::: RECORDS SUPPLIED

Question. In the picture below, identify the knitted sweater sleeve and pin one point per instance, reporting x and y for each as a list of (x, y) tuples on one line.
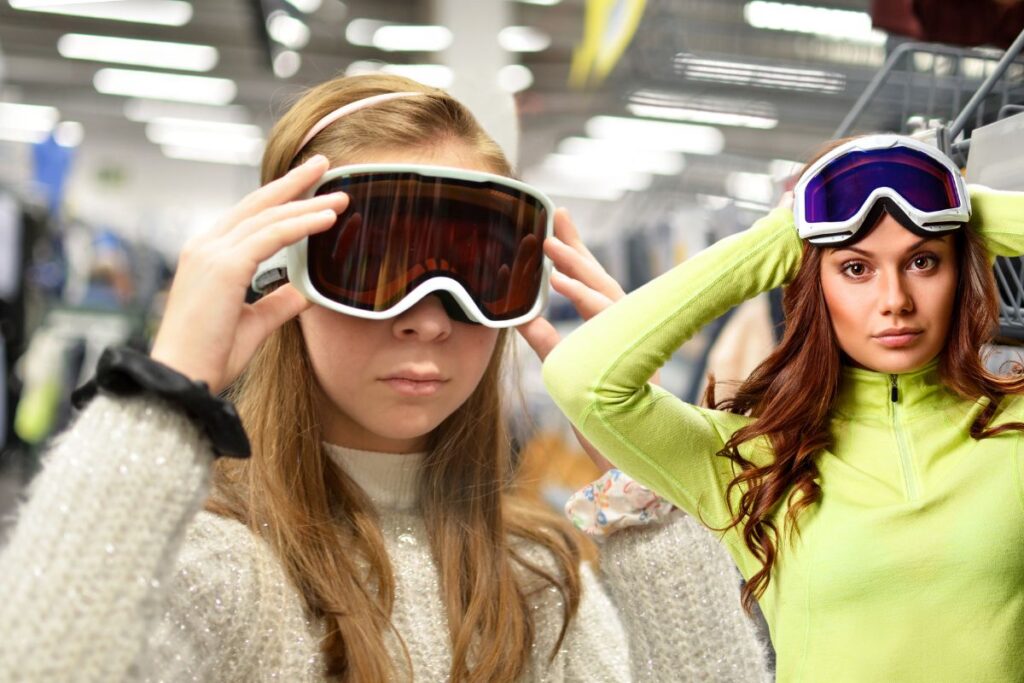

::::::
::: RECORDS SUPPLIED

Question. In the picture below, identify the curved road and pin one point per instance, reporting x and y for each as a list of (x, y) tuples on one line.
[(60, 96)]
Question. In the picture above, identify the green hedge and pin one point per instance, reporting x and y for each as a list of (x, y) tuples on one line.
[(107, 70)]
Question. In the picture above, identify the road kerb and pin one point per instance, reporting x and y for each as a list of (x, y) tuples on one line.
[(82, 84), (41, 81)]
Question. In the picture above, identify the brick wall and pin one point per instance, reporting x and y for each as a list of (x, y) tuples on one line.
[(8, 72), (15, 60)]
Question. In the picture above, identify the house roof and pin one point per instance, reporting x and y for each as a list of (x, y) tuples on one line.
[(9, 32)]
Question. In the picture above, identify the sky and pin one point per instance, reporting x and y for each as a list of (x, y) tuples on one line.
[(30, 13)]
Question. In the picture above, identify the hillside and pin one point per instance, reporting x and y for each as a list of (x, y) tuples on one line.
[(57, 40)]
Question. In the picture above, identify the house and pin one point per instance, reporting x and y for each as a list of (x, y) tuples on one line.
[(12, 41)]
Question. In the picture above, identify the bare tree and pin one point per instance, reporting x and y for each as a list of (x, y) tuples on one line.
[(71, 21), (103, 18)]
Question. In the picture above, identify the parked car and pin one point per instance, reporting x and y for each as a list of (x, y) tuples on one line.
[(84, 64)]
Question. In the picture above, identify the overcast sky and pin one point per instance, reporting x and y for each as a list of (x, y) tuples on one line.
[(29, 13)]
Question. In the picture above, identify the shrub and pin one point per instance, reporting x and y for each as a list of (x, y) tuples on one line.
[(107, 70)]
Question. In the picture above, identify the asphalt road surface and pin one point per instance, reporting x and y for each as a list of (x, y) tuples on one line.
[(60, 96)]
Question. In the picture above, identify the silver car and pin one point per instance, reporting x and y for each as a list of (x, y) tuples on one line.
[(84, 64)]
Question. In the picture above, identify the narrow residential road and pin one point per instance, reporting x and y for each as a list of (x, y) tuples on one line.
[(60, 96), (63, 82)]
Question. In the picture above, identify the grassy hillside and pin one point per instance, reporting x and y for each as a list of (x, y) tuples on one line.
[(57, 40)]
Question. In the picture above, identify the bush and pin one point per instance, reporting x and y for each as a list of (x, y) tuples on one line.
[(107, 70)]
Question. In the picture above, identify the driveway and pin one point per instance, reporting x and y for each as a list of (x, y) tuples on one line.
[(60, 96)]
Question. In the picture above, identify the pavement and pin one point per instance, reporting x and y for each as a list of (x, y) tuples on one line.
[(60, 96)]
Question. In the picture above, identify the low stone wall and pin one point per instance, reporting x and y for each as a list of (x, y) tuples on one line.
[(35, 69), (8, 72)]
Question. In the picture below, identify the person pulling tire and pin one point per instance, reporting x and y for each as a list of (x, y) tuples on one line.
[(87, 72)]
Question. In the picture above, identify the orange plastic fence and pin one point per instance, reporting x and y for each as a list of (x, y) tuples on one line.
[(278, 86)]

::::::
::: RECORDS SUPPLIED

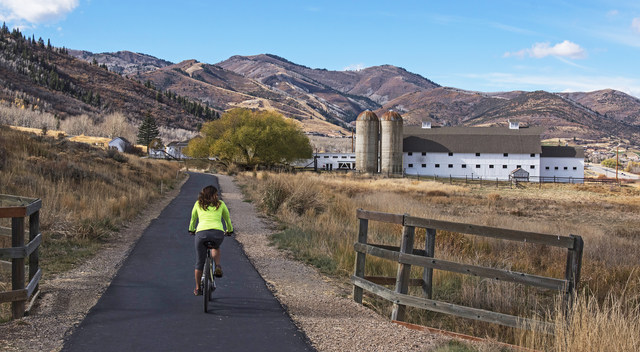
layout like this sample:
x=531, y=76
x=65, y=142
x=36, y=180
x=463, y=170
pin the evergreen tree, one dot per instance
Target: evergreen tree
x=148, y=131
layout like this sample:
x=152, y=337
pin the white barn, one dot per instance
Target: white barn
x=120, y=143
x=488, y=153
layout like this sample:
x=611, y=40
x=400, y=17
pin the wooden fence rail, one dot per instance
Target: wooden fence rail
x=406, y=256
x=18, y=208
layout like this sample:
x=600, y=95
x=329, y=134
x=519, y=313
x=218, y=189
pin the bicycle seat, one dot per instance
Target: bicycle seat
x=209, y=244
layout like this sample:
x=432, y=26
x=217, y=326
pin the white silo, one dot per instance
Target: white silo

::::::

▸ **WHAT TO WORK ON**
Scan the lines above for "silo", then copy every one that has it.

▸ **EXERCISE SOLUTION**
pin the white silo, one dot per instance
Target: white silo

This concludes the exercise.